▸ **DIRECTION**
How many lines of the listing contain the word "boot"? Reply with the number only.

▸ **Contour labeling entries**
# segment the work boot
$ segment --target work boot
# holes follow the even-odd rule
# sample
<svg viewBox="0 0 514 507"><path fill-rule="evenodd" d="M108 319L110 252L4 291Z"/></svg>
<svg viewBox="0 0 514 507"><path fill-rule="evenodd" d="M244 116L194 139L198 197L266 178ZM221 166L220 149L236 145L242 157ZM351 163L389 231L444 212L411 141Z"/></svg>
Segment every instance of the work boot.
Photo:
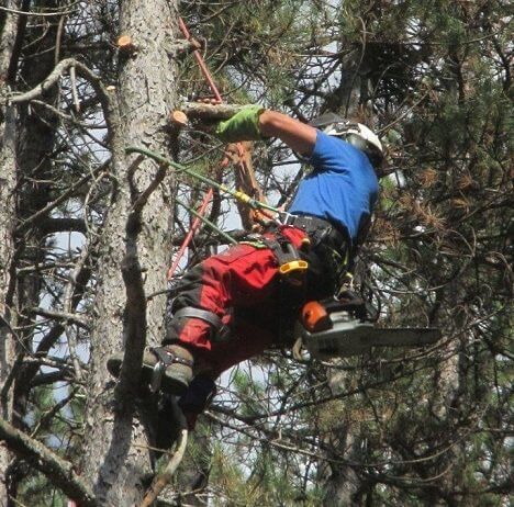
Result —
<svg viewBox="0 0 514 507"><path fill-rule="evenodd" d="M123 352L118 352L108 359L109 372L120 376ZM145 350L141 380L150 384L152 391L161 388L172 395L182 394L192 380L193 357L191 352L179 345L166 345Z"/></svg>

▸ **RESPONSE**
3